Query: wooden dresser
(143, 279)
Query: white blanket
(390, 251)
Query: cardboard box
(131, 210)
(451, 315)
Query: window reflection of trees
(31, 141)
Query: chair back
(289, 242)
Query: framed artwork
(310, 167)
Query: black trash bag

—————

WHAT THE TASK REQUIRES:
Every entry is to be returned exactly, with nothing dropped.

RESULT FOR THIS EXERCISE:
Query: wooden dresser
(143, 279)
Query: white blanket
(390, 251)
Query: cardboard box
(131, 210)
(451, 315)
Query: window reflection of trees
(31, 141)
Query: chair back
(289, 242)
Query: framed artwork
(310, 167)
Query: black trash bag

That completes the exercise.